Arrange the lines of the entries below as a numbered list. Start at the line that contains "row: man standing on truss", end at the line that contains "148], [227, 126]]]", omit blank lines, and include no other lines.

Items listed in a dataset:
+===+

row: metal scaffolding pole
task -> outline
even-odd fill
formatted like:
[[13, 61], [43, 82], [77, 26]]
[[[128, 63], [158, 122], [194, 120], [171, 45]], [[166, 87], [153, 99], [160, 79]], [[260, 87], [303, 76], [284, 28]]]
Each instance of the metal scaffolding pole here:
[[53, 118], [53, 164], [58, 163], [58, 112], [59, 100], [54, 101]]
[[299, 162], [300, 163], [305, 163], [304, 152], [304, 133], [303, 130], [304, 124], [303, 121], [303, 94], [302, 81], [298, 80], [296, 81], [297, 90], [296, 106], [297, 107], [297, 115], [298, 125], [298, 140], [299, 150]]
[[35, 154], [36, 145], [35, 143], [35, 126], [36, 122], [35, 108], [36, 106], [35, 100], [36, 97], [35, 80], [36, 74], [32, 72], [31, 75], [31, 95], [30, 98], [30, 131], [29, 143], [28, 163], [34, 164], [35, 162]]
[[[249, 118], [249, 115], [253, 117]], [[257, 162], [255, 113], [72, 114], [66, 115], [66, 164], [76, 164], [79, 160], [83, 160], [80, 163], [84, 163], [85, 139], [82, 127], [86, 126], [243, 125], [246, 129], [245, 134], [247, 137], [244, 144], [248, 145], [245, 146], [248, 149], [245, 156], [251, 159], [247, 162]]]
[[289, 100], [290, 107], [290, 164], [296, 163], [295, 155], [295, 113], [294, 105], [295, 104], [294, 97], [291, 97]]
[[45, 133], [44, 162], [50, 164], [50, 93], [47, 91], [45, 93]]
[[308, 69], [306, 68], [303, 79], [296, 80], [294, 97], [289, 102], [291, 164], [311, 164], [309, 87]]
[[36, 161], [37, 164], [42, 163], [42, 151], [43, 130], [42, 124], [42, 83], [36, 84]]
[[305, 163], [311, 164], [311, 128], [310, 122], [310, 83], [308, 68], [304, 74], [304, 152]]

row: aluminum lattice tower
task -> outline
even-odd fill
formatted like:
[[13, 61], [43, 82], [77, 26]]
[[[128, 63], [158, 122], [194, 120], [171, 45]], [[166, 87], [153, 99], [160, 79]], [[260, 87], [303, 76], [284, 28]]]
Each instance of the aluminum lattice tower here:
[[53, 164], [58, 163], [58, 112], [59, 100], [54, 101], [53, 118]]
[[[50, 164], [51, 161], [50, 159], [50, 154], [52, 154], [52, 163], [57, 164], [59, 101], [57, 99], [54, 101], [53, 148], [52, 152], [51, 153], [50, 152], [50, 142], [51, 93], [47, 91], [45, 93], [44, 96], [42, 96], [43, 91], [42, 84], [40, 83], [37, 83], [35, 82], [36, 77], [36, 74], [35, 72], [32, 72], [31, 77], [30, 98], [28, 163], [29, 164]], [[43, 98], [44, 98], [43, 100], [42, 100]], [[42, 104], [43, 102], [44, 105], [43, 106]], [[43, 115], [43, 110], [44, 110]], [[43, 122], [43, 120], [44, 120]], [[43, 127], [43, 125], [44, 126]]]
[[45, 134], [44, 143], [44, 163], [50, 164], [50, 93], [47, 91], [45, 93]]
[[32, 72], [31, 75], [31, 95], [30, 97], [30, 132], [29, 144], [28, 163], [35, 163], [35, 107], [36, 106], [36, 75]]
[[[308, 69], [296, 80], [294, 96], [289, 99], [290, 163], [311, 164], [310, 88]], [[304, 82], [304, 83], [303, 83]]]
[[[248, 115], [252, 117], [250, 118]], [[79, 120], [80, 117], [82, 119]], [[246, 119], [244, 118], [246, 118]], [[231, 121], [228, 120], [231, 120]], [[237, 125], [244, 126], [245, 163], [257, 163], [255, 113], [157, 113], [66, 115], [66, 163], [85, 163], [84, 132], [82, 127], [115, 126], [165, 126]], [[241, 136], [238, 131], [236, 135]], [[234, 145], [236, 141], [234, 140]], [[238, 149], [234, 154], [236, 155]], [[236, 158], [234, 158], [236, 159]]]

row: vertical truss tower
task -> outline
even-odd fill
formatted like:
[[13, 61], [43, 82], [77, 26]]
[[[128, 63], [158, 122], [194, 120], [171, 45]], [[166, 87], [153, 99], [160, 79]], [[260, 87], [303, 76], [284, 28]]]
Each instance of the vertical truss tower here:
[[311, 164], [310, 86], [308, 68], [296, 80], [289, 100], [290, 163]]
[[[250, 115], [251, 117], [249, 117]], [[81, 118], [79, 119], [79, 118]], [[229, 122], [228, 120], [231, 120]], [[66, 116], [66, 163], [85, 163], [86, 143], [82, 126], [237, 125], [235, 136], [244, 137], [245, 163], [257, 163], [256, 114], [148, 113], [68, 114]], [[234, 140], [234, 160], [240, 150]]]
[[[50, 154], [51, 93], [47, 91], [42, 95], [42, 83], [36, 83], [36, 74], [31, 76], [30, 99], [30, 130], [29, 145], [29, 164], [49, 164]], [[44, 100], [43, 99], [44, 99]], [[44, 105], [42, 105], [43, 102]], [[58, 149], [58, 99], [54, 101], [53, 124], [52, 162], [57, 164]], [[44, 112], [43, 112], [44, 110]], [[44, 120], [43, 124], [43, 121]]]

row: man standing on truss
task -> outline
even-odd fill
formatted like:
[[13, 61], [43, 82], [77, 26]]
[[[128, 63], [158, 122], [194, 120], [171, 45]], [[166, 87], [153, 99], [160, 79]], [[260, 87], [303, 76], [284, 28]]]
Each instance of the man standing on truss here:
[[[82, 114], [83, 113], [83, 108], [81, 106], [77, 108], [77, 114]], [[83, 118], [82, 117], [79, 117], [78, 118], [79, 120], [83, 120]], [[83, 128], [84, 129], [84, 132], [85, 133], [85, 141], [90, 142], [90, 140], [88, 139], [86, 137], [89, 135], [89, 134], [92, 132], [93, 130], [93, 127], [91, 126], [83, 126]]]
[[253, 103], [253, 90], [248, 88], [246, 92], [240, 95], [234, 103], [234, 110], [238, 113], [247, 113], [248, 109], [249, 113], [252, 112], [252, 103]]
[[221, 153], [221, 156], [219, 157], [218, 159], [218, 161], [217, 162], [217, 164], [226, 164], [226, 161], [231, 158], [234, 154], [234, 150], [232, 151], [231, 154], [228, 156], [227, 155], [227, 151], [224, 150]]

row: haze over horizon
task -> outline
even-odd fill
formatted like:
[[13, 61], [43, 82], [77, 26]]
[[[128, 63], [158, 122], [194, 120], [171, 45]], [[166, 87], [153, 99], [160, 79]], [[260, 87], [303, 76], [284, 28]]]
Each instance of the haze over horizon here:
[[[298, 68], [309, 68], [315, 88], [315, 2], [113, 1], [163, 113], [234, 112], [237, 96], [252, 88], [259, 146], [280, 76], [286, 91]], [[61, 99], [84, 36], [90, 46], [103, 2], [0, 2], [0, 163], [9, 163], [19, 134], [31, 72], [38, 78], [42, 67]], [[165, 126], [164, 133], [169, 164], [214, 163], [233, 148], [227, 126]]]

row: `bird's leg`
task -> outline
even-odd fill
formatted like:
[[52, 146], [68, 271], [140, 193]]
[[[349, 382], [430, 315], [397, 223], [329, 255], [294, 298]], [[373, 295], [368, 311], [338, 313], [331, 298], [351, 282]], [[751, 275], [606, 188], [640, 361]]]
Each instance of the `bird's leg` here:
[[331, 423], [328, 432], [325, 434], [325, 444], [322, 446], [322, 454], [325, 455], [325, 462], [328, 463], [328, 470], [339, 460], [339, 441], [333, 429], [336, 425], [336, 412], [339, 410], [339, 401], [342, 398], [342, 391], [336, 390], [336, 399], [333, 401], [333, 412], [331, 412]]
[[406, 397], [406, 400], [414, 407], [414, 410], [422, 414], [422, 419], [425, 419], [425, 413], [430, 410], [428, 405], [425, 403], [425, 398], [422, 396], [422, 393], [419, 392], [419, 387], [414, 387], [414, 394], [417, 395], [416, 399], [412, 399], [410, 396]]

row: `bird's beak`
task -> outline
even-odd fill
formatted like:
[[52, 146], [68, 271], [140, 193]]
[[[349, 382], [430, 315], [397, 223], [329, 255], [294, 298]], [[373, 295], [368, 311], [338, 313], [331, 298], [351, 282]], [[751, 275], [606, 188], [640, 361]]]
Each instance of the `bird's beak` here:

+===+

Answer to the problem:
1. row: man standing on truss
2. task -> outline
3. even-odd fill
4. formatted like:
5. [[13, 61], [43, 82], [77, 26]]
6. [[[128, 63], [158, 122], [194, 120], [171, 45]], [[166, 87], [153, 99], [160, 79]], [[260, 87], [303, 76], [284, 28]]]
7. Each instance of the man standing on truss here:
8. [[[82, 114], [83, 113], [83, 108], [81, 106], [77, 108], [77, 114]], [[83, 118], [82, 117], [79, 117], [78, 118], [79, 120], [83, 120]], [[83, 128], [84, 129], [84, 132], [85, 133], [85, 141], [90, 142], [90, 140], [88, 139], [86, 137], [89, 135], [89, 134], [92, 132], [93, 130], [93, 127], [91, 126], [83, 126]]]
9. [[253, 103], [253, 90], [248, 88], [246, 92], [240, 95], [234, 103], [234, 110], [238, 113], [247, 113], [248, 109], [249, 113], [252, 112], [252, 103]]
10. [[221, 153], [221, 156], [219, 157], [218, 159], [218, 161], [217, 162], [217, 164], [226, 164], [226, 161], [231, 158], [234, 154], [234, 150], [232, 151], [231, 154], [228, 156], [227, 155], [227, 151], [224, 150]]
11. row: haze over horizon
12. task -> outline
13. even-odd fill
14. formatted like:
15. [[13, 61], [43, 82], [77, 26]]
16. [[[128, 63], [158, 122], [194, 120], [171, 45]], [[166, 87], [153, 99], [160, 79]], [[260, 87], [303, 76], [284, 28]]]
17. Each instance of the haze over horizon here:
18. [[[298, 68], [309, 68], [315, 88], [315, 2], [113, 1], [163, 113], [234, 112], [237, 96], [252, 88], [259, 146], [280, 76], [286, 91]], [[61, 99], [84, 36], [90, 46], [103, 2], [0, 2], [0, 163], [9, 163], [19, 134], [31, 72], [38, 78], [42, 67]], [[165, 126], [164, 133], [169, 164], [214, 163], [233, 148], [227, 126]]]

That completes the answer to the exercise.